■ What is being asked:
Your task is to repeat the listing exactly.

---

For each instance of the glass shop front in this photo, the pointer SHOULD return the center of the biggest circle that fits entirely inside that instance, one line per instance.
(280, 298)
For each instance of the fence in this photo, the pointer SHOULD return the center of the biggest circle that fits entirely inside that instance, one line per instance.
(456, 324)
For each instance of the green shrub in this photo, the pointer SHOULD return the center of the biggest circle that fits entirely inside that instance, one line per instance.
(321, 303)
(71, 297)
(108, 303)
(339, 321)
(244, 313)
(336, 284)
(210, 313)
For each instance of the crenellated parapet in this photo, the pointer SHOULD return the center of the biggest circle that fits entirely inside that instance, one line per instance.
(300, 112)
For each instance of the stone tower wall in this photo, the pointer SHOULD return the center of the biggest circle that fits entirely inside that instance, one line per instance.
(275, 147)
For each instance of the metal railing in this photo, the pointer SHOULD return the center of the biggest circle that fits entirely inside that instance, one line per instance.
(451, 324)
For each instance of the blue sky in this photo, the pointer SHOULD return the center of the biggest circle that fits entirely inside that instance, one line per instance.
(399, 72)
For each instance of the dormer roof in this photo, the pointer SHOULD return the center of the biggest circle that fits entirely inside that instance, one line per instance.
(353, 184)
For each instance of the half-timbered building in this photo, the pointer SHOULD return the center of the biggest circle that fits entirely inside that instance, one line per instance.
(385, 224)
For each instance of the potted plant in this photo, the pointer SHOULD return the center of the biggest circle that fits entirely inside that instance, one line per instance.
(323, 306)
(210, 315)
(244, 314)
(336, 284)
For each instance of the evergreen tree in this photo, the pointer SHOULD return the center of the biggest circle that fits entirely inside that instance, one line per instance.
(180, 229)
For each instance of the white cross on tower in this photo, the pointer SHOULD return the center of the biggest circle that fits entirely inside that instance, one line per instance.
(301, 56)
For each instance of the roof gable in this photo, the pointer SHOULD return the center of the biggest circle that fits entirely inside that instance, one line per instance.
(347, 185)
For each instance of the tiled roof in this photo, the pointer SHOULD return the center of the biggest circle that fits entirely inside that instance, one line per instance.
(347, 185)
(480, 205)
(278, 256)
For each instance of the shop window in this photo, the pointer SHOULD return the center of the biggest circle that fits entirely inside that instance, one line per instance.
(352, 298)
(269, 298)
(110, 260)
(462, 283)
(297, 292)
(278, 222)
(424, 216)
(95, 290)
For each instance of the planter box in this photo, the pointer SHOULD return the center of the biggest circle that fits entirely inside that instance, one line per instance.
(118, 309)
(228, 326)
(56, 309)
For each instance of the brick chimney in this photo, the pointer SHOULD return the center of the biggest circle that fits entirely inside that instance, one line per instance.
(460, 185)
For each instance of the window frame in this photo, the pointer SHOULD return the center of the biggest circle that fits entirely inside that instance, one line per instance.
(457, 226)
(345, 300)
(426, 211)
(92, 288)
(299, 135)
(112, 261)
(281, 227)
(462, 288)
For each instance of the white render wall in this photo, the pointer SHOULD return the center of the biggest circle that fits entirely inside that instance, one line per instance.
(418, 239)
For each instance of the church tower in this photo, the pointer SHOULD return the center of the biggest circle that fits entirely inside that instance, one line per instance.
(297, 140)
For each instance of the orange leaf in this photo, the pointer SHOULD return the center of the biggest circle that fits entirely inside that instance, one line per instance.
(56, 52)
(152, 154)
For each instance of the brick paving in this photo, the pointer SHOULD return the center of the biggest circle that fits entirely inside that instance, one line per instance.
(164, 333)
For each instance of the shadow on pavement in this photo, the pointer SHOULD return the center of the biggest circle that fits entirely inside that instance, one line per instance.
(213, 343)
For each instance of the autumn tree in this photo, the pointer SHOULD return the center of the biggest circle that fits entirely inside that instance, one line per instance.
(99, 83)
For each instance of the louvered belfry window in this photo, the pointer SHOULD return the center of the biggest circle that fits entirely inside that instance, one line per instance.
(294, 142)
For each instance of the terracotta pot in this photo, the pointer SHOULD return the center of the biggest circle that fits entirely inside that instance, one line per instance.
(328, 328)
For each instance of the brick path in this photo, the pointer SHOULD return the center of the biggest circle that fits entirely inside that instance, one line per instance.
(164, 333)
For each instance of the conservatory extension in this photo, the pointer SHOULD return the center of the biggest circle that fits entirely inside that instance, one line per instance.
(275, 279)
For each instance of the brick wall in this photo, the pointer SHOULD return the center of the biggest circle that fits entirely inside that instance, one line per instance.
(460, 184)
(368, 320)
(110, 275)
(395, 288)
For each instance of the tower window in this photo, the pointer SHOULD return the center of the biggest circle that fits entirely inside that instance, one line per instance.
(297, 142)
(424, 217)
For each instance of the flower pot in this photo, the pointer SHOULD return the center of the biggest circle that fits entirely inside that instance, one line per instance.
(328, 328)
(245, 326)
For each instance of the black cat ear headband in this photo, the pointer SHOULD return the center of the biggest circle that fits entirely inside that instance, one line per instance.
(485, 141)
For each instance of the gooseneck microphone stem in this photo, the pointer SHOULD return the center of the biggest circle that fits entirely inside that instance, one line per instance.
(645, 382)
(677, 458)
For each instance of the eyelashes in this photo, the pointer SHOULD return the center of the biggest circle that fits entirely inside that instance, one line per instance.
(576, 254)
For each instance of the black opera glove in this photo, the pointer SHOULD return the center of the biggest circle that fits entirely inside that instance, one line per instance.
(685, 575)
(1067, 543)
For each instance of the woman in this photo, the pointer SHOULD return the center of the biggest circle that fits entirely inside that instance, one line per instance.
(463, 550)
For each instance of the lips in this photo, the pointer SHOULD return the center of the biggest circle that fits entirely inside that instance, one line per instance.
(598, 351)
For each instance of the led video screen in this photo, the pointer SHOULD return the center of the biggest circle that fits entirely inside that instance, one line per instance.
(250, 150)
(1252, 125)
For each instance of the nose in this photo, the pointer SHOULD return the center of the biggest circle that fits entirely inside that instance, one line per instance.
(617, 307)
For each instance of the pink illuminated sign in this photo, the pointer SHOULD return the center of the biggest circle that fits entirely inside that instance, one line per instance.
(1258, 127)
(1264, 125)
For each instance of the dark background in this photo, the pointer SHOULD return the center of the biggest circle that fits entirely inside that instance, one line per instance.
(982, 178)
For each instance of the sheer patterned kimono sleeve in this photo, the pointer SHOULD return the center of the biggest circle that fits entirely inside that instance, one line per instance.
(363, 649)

---

■ Task solution:
For each instance of the glass shop front in this photo, the pointer SHOULD return the center of the biggest circle that fits entirely inside that instance, one line per instance.
(280, 298)
For each instance of the fence in this photo, the pointer SHOULD return the center of the biggest circle that fits entirely inside that instance, one line per instance.
(456, 324)
For each instance of the green shrub in this photo, the pointer SHOULD return the center of the biggest circle that fits entirely inside that instance, one line per instance.
(321, 303)
(71, 297)
(108, 303)
(339, 321)
(244, 313)
(336, 284)
(210, 313)
For each instance of the crenellated parapet in this photo, the pointer SHOULD return the center of the biggest circle that fits entirely inside that instance, one line per instance.
(300, 112)
For each instance of the stone tower wall in this photo, the pointer SHOULD return the center of the biggest circle that fits entirely inside that instance, one line per instance.
(275, 147)
For each instance of the metal railing in this photo, the pointer SHOULD return the center of the biggest circle that fits entirely inside that instance, one line per instance.
(451, 324)
For each instance of the blue sky in this photo, the pointer SHOULD return the center of the biggest circle that fits entirely inside that instance, one line per instance.
(399, 72)
For each instance of the dormer roof in this photo, the pointer SHOULD return the center of the biggest circle that fits entirely inside that instance, one line per instance.
(353, 184)
For each instance of the half-timbered building in this photo, the pointer SHOULD return the center of the biggest circle that fits entirely inside that instance, one line per instance.
(385, 224)
For each instance of the potted plant in this photo, the pointer SHOULD return the center of the biggest circle that fits entirely inside that instance, one line per instance.
(323, 306)
(210, 315)
(244, 314)
(336, 284)
For each instance of the evergreen tree in this photo, the pointer SHOULD return the center of the biggest circle that fits entirely inside that instance, one line per instance.
(180, 229)
For each instance of the white cross on tower in this photo, the pointer SHOULD return the center of the biggest circle that fits entirely inside that instance, one line per instance.
(301, 56)
For each instance of the roof gable in this photo, the pointer SHOULD return the center of the biggest circle that fits entirely inside that instance, one line per instance.
(347, 185)
For each instance of the tiled roof in this photo, the pointer SHOULD return the center of the biggest circle that fits entirely inside that instance, one line per instance.
(347, 185)
(480, 205)
(278, 256)
For each instance of the shop window in this photo, the pointer SHOULD return the center of the biggest circle that fits entirely inside that instance, one line per instance.
(352, 298)
(269, 298)
(110, 260)
(462, 283)
(297, 292)
(278, 222)
(424, 216)
(95, 290)
For each instance of the planter box in this photo, the pointer SHOULD return the center of the biggest circle that fits entirely inside that instance, one line per instance.
(118, 309)
(228, 326)
(56, 309)
For each instance of the brick chimney in this photo, the pointer SHOULD return the center of the biggest circle that fits entirely inside that instance, one line per instance.
(460, 185)
For each instance of the window frame in this photo, the pointer SHOULD return the center of the biggest circle that fits entirely inside that instance, one line per instance.
(457, 226)
(345, 300)
(426, 211)
(92, 288)
(299, 135)
(112, 261)
(281, 227)
(462, 288)
For each instance of the white render wall in this photo, the pointer SHOULD return the center of the biggest circle that fits entirely inside that instance, one line per instance.
(418, 239)
For each instance of the church tower in this photo, the pointer SHOULD return the center of the biggest circle that fits entirely inside that instance, one line per instance.
(297, 140)
For each instance of the orange leaf in this photo, the pointer SHOULD return the center of the biggest circle that fits entirely inside that instance, one line per instance.
(56, 52)
(152, 154)
For each instance of the brick paving in this photo, the pointer SHOULD return the center of the biggest circle that fits entirely inside that instance, one line per instance.
(164, 333)
For each instance of the shadow on pavement in this photo, the pointer SHOULD return the center of the biggest circle that fits entirely inside that instance, one line per instance.
(213, 343)
For each instance of the autumn tree in this photo, the pointer SHOULD return the center of the biggest circle that fits entirely inside that instance, one line per instance.
(99, 83)
For each instance of the louvered belfry window in this photo, the pointer SHOULD return the center of the biggest circle that fits entirely inside that instance, one line per instance.
(294, 142)
For each instance of the terracotta pot in this photo, the pointer SHOULD return the center of the biggest circle that fits entirely inside that instance, one line per instance.
(328, 328)
For each instance of the brick path in this photo, the pointer SHOULD return the center of the biggest circle that fits entirely inside that instance, one line per instance.
(164, 333)
For each instance of the conservatory extension in this photo, the pointer SHOULD return the center of the biggest circle that fits entirely inside that instance, one line per instance.
(275, 279)
For each instance of the brick wall in this photo, the pointer SHOULD return the center of the biggest circle that fits entirely inside that instance, one line per instance.
(460, 184)
(368, 320)
(110, 275)
(395, 288)
For each instance of the tower window in this photo, the pointer SHOULD return the center of the biggest circle that fits entirely inside that instance, one line per instance.
(297, 142)
(424, 217)
For each instance of the flower pot in this photo, the pointer SHOULD return the center of the biggest circle that fits entirely inside that instance, one line per instance.
(328, 328)
(245, 326)
For each instance of the black cat ear headband in this photo, the pointer SHOULD return the center of the biggest circle that fits entirely inside that instance, one line per instance.
(485, 141)
For each instance of the gooseneck microphone stem in this photo, the pointer SHOULD return the center of the biggest circle that fits entirely inside that instance, one line per instance.
(645, 382)
(677, 458)
For each instance of the eyelashes in this photo, the pointer SHOULD return the center of the biggest circle that fits entirely inside that instance, one line per instance.
(576, 254)
For each instance of the black opera glove in this photo, the pointer SHOULD return the center of the biggest circle that fits entirely inside that instance, one line per instance.
(685, 575)
(1067, 543)
For each instance of the woman in this photo, the pointer SHOULD return the center of the biggest circle that fits entirely inside that instance, one line per instance.
(463, 550)
For each instance of the lips in this photo, the pointer SHOULD return the center of the biggest circle that fits entirely inside that instance, one line per instance.
(598, 351)
For each instance of the led video screen in this photo, the pointer SHOULD return the center of the biggest circle that fits entirely inside that instance, one line per instance.
(250, 150)
(1252, 125)
For each instance of the nose in this photo, the pointer SHOULD return the center of the biggest circle that fits entirely inside that instance, one line per instance.
(617, 307)
For each instance of the pink illuminated sign in this photo, the pointer SHOULD return the center of the biggest circle that fits entirely inside that instance, one line per instance.
(1258, 127)
(1264, 125)
For each instance of the dark background in this photo, the pointer SHOULD return the center of the biggest circle that fits entirely inside that instance, one line per instance.
(982, 178)
For each instance of the sheer patterned kimono sleeve in this photo, the pointer SHOULD return the center of the biggest circle that fits entirely inside that instance, one line per instance.
(363, 649)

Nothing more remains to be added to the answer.